There will be a new deduction line on your paycheck starting July 1st – so you can pay into the state’s long-term care fund.

The cost of WA Cares will roughly $12 per paycheck for someone who makes $50,000 a year.  The rate is 58 cents per $100 earned, so what you pay varies by how much you make.  You have to pay in for a minimum of 10 years to receive the full benefit of $36,500, although many people will pay for much longer than that.  The promises are that the WA Cares trust fund will be solvent for 75 years and that the benefit will increase with inflation.  The money is invested so that the fund itself will grow and earn interest.

The reality, says Washington State AARP director Marguerite Ro, is that 80% of us will need long-term care after age 65, but 48% of those people will need long-term care for one year or less.  Ro says most won’t need full time care.  Ro says, “They just need a few hours of help each day with tasks, like bathing, meal preparation, transportation or home modification (like building a ramp or adding grab bars in the bathroom), and 90% of us don’t have the resources to pay for it.”

STORED DATA.
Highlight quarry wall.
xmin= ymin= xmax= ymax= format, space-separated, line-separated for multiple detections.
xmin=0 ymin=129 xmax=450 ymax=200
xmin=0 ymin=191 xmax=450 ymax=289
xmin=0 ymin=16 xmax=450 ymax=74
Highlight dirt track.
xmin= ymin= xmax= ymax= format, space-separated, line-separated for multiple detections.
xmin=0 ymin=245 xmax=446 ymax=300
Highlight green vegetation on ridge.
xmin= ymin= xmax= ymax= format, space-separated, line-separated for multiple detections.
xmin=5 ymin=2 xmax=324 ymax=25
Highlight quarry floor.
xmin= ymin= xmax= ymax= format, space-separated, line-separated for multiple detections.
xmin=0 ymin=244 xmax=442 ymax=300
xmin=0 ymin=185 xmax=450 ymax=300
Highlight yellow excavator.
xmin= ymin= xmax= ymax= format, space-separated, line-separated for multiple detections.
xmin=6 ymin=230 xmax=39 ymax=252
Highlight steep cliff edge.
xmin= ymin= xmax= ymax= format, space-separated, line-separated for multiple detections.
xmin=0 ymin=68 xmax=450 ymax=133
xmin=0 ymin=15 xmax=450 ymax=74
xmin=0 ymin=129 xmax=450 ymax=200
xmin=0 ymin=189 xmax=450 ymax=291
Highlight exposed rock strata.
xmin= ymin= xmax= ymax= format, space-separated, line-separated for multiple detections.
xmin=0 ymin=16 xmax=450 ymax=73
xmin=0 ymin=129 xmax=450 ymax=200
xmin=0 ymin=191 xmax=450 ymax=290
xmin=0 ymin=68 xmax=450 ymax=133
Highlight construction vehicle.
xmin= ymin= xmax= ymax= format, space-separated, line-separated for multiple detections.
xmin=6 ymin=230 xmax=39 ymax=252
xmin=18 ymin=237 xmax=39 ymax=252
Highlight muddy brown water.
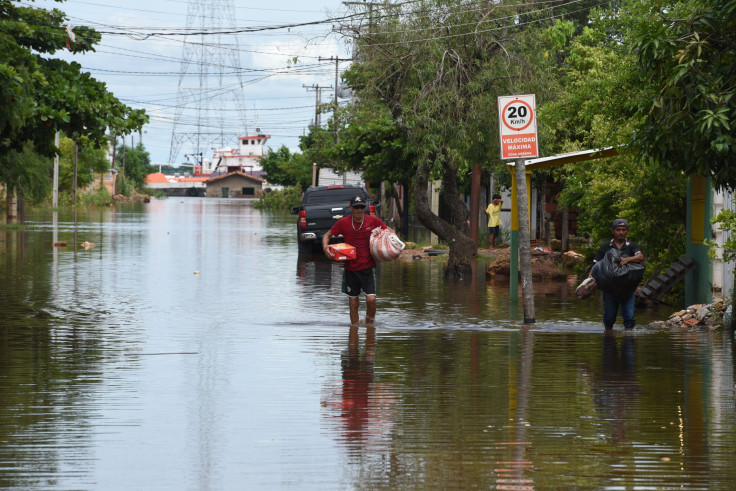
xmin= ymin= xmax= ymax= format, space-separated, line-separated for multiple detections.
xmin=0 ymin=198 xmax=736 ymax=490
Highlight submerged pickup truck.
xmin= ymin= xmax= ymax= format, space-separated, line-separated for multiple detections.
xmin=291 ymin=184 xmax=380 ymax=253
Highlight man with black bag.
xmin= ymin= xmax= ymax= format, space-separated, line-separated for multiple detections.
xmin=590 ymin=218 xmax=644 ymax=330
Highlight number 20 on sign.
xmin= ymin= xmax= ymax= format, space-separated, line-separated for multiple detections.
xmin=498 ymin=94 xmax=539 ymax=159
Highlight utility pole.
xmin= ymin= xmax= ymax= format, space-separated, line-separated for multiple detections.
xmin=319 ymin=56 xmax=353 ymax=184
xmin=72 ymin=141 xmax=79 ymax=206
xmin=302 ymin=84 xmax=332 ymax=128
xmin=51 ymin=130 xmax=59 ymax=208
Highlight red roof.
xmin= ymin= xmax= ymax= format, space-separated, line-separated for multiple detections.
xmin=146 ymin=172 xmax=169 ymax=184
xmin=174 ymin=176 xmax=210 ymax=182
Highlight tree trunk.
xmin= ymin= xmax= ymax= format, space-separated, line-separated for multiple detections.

GIVEN INSTRUCTION 1. According to the WA Cares passage, what is the minimum number of years a person must pay in to receive the full benefit?
GIVEN INSTRUCTION 2. Extend the WA Cares passage with a few sentences that pick up after its final sentence.
The records have no connection to the WA Cares passage.

WRITTEN ANSWER 1. A minimum of 10 years.

WRITTEN ANSWER 2.
Opponents have said one of the plan’s flaws is that you lose if you leave Washington, but there’s a commission that includes members of the State Legislature working on “portability”, so that you get what you’ve paid for even if you move out of state.  WA Cares fund director, Ben Veghte, says there’s no set policy yet, but there’s a recommendation.  “Any worker who pays into WA Cares for at least a year, if they leave the state subsequently, could choose to continue participating in WA Cares, which would mean you would continue paying in until you hit age 67, which is the normal retirement age under Social Security,” Veghte says, “and then, if you did that, you could claim full benefits anywhere in the country.”

There were also complaints that people nearing retirement or who get hurt would pay in for a few years but get nothing, but now there are terms to allow some partial benefits for people who don’t pay for the full 10 years required to get full benefits.